Dataset excerpt
* * *
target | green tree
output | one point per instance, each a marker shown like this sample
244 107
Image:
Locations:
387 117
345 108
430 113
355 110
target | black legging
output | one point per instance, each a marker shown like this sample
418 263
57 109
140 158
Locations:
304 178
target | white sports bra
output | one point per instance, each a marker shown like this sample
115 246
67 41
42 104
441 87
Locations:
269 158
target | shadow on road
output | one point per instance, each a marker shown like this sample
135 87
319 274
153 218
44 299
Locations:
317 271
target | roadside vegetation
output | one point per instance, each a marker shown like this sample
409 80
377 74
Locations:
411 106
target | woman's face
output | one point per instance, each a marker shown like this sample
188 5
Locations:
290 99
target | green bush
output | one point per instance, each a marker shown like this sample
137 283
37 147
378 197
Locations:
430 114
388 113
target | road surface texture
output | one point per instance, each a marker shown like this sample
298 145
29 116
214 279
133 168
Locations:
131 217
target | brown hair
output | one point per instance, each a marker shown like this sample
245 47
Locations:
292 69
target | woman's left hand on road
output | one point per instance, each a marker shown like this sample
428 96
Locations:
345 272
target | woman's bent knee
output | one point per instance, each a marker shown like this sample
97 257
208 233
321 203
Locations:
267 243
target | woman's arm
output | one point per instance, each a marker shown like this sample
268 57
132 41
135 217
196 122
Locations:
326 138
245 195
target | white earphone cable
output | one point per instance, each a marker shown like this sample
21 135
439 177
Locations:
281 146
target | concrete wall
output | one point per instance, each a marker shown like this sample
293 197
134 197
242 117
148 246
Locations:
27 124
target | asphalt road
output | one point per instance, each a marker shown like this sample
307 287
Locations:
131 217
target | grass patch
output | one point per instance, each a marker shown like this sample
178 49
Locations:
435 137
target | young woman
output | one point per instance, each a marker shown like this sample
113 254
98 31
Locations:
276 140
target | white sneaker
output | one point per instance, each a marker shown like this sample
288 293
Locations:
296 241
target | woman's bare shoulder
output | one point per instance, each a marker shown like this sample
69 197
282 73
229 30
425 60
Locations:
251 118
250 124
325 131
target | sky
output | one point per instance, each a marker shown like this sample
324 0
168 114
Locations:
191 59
* * *
WHAT THE EXERCISE ASKS.
Duplicate the lines of the records exactly, starting with the line that contains "target | grass patch" and going on through the last line of the records.

ANSWER FOR THIS EXERCISE.
target | grass patch
output | one point per instance, each a marker shown like this sample
178 49
Locations:
435 137
target | young woman
output | one point per instance, each a marker shown like this sample
113 254
98 31
Locations:
276 140
target | white sneaker
output | one point per instance, each a marker shown like this sample
288 293
Locations:
296 241
target | woman's bare shoulder
output | one point per instance, each a marker shown like this sample
69 197
282 73
229 30
425 60
Locations:
251 118
250 124
325 131
target | sky
output | one point per instance, each a marker shown like this sample
324 0
168 114
Locations:
191 59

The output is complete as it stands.